PROBLEM TO WORK ON:
In the material below, find every line containing "slate" and copy that line.
Start of RECORDS FOR THE TASK
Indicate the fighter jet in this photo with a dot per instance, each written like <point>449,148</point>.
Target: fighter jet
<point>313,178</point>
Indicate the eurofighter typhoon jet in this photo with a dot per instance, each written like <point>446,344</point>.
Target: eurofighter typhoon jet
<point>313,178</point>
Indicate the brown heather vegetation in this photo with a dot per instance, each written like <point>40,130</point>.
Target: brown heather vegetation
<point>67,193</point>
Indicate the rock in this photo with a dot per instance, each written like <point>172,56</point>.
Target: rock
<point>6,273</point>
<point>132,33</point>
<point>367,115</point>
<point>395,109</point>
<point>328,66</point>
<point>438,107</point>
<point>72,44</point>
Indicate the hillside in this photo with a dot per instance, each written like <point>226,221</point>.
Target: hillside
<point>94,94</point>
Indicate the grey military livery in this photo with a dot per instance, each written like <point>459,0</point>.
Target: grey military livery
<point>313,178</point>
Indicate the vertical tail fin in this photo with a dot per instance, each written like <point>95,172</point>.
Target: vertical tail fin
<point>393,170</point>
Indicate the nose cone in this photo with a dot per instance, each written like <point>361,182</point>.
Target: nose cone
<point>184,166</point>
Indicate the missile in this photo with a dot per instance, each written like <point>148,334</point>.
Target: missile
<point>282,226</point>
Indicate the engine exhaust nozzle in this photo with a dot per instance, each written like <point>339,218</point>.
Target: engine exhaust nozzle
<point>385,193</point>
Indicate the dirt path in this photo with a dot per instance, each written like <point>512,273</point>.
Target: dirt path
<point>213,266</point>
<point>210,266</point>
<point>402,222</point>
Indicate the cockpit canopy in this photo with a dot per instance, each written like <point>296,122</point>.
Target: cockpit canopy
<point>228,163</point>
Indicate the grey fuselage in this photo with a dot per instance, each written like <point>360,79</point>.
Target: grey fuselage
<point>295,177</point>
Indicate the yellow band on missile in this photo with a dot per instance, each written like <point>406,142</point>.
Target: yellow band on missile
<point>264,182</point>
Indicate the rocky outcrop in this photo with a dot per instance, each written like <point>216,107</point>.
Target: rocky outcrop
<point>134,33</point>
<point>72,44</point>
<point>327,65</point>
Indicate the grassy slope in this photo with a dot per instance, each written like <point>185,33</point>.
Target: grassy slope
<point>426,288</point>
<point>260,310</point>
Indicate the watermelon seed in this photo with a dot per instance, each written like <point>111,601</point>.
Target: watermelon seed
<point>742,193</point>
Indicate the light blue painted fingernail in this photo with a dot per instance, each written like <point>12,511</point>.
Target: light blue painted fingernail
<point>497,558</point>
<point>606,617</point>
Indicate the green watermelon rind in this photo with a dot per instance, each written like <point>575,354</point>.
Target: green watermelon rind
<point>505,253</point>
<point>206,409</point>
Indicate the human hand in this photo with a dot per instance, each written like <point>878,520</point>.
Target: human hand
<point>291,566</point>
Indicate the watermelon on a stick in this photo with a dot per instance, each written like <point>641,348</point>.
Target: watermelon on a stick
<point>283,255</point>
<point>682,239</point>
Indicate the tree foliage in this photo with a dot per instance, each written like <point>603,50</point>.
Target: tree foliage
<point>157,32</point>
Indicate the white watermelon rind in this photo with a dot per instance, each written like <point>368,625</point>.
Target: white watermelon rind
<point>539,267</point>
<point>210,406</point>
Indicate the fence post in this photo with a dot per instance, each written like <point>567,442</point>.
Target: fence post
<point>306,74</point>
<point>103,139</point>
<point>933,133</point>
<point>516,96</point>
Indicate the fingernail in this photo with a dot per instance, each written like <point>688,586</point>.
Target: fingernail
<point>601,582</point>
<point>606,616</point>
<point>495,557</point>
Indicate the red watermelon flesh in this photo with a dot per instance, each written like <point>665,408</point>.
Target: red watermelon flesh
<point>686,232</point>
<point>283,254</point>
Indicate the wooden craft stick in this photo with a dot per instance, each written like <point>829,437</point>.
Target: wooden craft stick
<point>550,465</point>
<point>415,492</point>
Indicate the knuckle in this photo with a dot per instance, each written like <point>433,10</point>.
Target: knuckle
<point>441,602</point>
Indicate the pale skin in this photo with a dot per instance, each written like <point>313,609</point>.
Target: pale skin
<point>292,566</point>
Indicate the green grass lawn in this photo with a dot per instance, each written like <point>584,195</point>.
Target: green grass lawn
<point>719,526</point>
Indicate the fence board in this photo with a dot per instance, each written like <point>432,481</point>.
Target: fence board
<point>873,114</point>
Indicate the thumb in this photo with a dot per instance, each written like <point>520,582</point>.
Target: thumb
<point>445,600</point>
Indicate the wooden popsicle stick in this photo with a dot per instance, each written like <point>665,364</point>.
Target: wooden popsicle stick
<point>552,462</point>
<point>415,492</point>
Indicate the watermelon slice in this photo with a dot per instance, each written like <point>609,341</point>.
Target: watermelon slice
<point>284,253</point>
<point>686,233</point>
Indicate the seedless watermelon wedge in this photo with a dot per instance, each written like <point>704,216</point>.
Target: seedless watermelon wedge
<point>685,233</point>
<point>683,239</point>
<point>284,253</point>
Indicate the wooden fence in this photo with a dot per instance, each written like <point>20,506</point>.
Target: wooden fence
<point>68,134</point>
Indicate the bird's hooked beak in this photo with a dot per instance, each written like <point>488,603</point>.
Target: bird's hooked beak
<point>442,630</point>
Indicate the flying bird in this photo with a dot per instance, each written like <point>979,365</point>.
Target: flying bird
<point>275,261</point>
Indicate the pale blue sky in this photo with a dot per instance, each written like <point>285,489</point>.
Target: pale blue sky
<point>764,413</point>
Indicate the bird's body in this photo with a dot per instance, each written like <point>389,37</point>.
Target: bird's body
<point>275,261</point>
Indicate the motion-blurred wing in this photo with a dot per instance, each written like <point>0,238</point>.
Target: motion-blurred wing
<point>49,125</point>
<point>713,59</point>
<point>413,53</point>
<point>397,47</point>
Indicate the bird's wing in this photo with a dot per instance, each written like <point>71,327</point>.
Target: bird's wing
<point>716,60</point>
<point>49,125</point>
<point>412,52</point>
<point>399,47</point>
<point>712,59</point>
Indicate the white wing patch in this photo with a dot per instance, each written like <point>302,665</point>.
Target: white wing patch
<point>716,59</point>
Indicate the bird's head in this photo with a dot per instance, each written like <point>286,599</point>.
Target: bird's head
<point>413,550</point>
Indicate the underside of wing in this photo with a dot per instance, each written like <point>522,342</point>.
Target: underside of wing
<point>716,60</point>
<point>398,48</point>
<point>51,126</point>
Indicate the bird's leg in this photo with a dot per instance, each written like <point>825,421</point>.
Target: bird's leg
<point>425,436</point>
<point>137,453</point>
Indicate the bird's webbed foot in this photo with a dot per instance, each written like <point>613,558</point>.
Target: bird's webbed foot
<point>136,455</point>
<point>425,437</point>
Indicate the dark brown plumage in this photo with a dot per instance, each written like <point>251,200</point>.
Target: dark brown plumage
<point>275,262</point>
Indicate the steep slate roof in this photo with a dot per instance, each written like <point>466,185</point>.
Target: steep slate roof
End of RECORDS FOR THE TASK
ANSWER TO THE EXERCISE:
Indicate the steep slate roof in this photo with a dot per instance, each written like <point>466,185</point>.
Target: steep slate roof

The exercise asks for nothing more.